H.P.

即便是在我大声呼救的时候,我也很清楚这呼喊毫无意义。因为我的声音经过迷宫一般的洞穴里的层层巨石挡住又折射回来,几番迂回之后几乎消失殆尽,因此不大可能被外面的人听到。突然间,我感觉自己好像听到了一个声音正在向我靠近,是脚步声!是走路时轻轻地踩在石块上的声音!我感到又惊又喜,难道我这么快就要被解救了?难道我所有的恐惧都是毫无意义的?或许是导游注意到我脱离了大家的队伍,然后沿着我的路线艰难地在这迷宫般的洞穴里找到了我?喜悦充斥了我的整个脑海。我立即重新开始大声呼救,盼望着自己能尽快被外面的人发现。可是就在这个时候,我的惊喜转而变成了惊恐!我竖起耳朵,仔细听着那个声音,在洞穴里极度安静的环境中,这个声音听起来愈发清晰。后知后觉的我这才发现,在自己的认知范围内,这种脚步声根本就不是任何正常的人类能够发出的!
======
» 练习任务:
1. 请抄写洞穴呼救这段文字中的一部分：从含有“即便是在我大声呼救的时候,我”的词句开始，到“是任何正常的人类能够发出的!”这几个字结束。
2. 找出洞穴呼救这段文字里以问号结尾的所有句子，并逐条列出。
3. 根据文本段落回答下列问题：
(a) 叙述者的呼救声在洞穴里传播时遇到了什么情况？
(b) 听到脚步声后，叙述者起初猜测是谁找到了自己？
(c) 那个声音在怎样的环境中听起来愈发清晰？

» 数据集节选:
======
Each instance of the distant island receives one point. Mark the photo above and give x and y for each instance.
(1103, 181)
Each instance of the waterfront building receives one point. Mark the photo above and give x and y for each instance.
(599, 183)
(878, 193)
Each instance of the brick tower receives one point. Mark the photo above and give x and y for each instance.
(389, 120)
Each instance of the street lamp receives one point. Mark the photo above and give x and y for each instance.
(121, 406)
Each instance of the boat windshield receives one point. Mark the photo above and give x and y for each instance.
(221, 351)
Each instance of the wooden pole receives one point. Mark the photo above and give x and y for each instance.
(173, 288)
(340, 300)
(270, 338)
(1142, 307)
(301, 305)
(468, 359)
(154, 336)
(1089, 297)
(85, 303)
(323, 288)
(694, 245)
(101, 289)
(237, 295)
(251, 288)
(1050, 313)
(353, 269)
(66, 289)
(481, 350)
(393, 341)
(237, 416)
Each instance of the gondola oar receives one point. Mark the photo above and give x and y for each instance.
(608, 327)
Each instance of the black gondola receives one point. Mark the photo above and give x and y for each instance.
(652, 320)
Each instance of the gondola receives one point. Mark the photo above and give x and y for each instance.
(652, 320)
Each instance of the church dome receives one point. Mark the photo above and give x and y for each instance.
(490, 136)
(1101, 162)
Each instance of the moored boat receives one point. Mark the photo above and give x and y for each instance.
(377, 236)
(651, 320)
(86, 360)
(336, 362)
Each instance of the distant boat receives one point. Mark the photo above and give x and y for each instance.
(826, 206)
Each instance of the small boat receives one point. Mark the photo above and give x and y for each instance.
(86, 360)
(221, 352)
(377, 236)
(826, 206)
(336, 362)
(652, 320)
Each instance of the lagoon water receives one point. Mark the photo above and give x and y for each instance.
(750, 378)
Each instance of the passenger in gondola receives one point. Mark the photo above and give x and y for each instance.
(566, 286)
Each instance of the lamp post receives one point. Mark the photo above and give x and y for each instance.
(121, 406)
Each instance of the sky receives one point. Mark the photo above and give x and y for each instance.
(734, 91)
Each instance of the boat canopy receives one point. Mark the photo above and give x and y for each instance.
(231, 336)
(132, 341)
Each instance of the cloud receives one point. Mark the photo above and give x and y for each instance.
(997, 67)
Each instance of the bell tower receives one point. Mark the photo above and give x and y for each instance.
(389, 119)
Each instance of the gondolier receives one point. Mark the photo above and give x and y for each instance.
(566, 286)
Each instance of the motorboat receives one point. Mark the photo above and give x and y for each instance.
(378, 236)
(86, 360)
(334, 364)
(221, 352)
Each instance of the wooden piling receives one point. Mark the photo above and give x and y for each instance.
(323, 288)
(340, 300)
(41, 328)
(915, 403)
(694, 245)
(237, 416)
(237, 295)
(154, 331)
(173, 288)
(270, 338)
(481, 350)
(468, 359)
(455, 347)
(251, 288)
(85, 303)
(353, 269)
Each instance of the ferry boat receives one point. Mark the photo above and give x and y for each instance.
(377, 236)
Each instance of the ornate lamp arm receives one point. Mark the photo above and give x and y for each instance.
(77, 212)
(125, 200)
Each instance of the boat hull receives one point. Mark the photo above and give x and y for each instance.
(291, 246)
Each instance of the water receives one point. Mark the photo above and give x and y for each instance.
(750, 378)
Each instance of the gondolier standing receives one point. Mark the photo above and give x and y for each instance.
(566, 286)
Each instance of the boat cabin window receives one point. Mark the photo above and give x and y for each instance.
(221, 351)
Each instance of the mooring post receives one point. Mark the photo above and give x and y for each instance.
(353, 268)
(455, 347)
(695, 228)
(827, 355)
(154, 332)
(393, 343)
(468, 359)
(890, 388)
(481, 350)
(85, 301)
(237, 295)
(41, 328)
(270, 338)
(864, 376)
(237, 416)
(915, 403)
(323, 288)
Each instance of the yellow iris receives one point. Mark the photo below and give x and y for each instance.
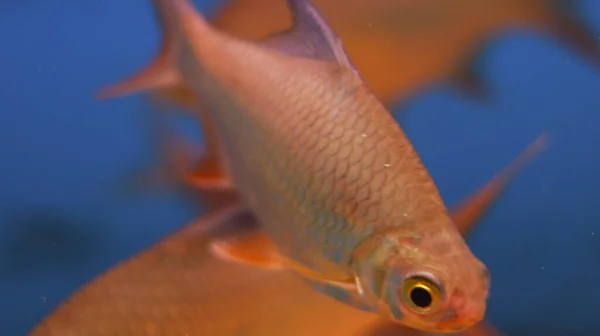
(421, 295)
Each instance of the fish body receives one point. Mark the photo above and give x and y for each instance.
(324, 167)
(404, 46)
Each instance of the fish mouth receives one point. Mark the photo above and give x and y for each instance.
(456, 325)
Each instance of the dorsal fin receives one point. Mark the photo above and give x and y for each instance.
(310, 36)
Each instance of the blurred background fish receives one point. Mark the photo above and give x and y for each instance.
(540, 84)
(403, 46)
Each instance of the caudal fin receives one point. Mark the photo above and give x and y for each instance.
(162, 73)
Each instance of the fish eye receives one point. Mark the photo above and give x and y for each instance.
(421, 294)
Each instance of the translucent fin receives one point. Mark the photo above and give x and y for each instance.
(310, 36)
(467, 213)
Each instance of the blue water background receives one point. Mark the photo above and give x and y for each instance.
(63, 219)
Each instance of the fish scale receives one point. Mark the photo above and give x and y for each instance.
(341, 195)
(385, 148)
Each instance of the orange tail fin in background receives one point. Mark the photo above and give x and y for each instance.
(403, 46)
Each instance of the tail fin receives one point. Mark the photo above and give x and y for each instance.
(174, 16)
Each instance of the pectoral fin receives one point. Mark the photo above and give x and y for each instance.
(258, 250)
(466, 214)
(255, 249)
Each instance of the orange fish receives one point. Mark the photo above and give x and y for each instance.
(403, 46)
(342, 196)
(177, 288)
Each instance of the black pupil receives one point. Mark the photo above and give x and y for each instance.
(421, 297)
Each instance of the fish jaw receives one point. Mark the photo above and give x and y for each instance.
(460, 282)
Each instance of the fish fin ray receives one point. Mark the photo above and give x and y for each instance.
(310, 36)
(470, 82)
(469, 211)
(255, 249)
(178, 163)
(570, 28)
(161, 73)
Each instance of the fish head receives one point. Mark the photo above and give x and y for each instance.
(428, 281)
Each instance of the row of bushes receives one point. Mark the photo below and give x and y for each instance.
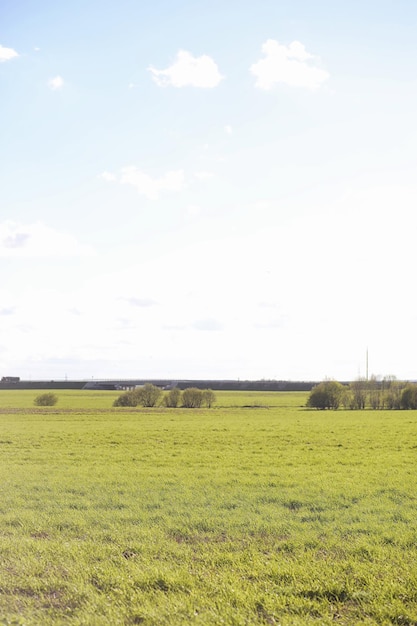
(149, 396)
(361, 394)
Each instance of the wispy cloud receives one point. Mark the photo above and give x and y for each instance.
(291, 65)
(56, 83)
(6, 54)
(172, 181)
(189, 71)
(203, 175)
(209, 325)
(36, 241)
(141, 302)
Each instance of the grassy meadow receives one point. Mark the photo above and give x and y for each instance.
(256, 511)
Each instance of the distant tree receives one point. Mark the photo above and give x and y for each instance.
(46, 399)
(148, 395)
(173, 398)
(326, 395)
(375, 393)
(192, 398)
(128, 398)
(359, 389)
(392, 393)
(209, 398)
(409, 397)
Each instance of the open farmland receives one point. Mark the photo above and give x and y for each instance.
(257, 511)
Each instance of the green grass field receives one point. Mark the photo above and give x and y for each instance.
(257, 511)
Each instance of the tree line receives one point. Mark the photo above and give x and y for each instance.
(388, 393)
(150, 395)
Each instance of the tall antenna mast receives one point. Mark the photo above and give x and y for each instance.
(367, 364)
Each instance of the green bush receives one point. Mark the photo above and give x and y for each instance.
(172, 398)
(146, 396)
(192, 398)
(46, 399)
(327, 395)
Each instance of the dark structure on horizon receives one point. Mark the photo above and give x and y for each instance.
(14, 382)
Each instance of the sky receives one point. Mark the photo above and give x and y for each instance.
(208, 189)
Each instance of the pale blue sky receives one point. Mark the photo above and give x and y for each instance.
(208, 189)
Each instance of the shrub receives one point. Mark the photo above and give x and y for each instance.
(148, 395)
(209, 398)
(46, 399)
(409, 397)
(128, 398)
(172, 398)
(192, 398)
(326, 395)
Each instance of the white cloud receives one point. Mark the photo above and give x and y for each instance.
(290, 65)
(56, 83)
(7, 53)
(189, 71)
(173, 181)
(108, 176)
(37, 241)
(203, 175)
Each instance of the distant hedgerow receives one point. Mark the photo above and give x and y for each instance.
(46, 399)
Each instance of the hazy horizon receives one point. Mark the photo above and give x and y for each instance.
(201, 191)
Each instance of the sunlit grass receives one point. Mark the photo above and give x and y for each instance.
(256, 511)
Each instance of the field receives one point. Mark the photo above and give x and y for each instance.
(257, 511)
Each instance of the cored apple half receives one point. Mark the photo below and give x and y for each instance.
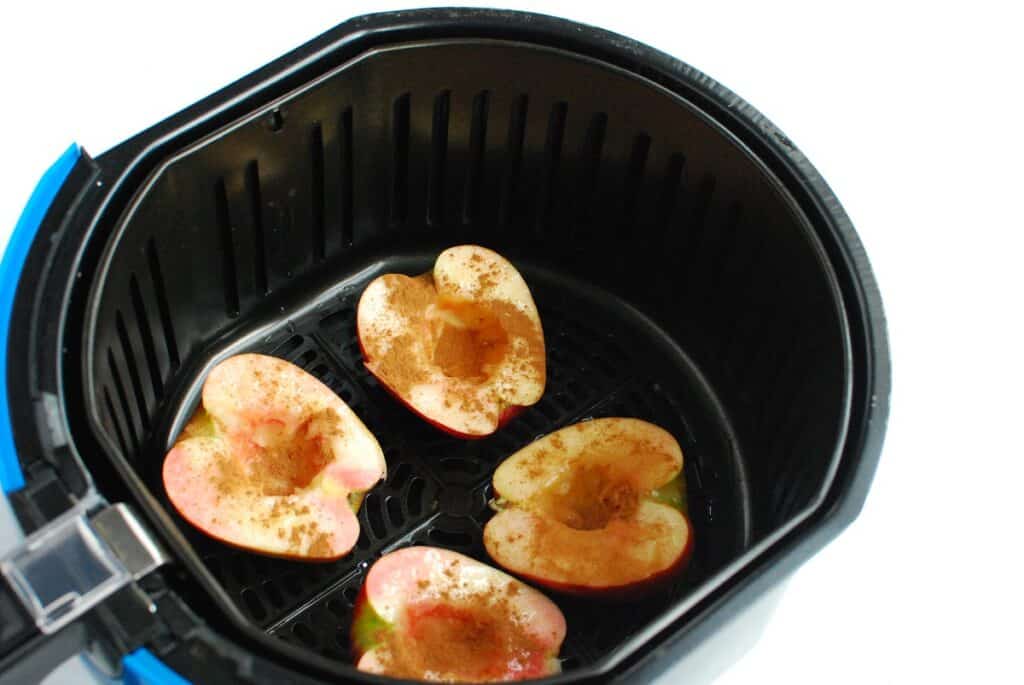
(462, 346)
(273, 462)
(428, 613)
(595, 509)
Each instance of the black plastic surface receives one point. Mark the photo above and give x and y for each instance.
(721, 233)
(413, 150)
(604, 359)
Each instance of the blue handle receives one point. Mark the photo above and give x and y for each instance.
(141, 668)
(10, 271)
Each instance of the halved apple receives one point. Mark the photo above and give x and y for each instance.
(428, 613)
(596, 509)
(273, 462)
(462, 346)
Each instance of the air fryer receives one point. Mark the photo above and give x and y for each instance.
(689, 265)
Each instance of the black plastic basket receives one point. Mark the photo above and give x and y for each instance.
(689, 265)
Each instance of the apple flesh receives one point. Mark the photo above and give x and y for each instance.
(462, 346)
(272, 462)
(593, 509)
(428, 613)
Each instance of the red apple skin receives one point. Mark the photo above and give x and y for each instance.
(363, 606)
(624, 593)
(635, 589)
(208, 431)
(505, 415)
======
» 各题答案:
1.
即便是在我大声呼救的时候,我也很清楚这呼喊毫无意义。因为我的声音经过迷宫一般的洞穴里的层层巨石挡住又折射回来,几番迂回之后几乎消失殆尽,因此不大可能被外面的人听到。突然间,我感觉自己好像听到了一个声音正在向我靠近,是脚步声!是走路时轻轻地踩在石块上的声音!我感到又惊又喜,难道我这么快就要被解救了?难道我所有的恐惧都是毫无意义的?或许是导游注意到我脱离了大家的队伍,然后沿着我的路线艰难地在这迷宫般的洞穴里找到了我?喜悦充斥了我的整个脑海。我立即重新开始大声呼救,盼望着自己能尽快被外面的人发现。可是就在这个时候,我的惊喜转而变成了惊恐!我竖起耳朵,仔细听着那个声音,在洞穴里极度安静的环境中,这个声音听起来愈发清晰。后知后觉的我这才发现,在自己的认知范围内,这种脚步声根本就不是任何正常的人类能够发出的!

2.
难道我这么快就要被解救了?
难道我所有的恐惧都是毫无意义的?
或许是导游注意到我脱离了大家的队伍,然后沿着我的路线艰难地在这迷宫般的洞穴里找到了我?

3.
(a) 声音被迷宫一般的洞穴里的层层巨石挡住又折射回来，几番迂回之后几乎消失殆尽。
(b) 导游。
(c) 在洞穴里极度安静的环境中。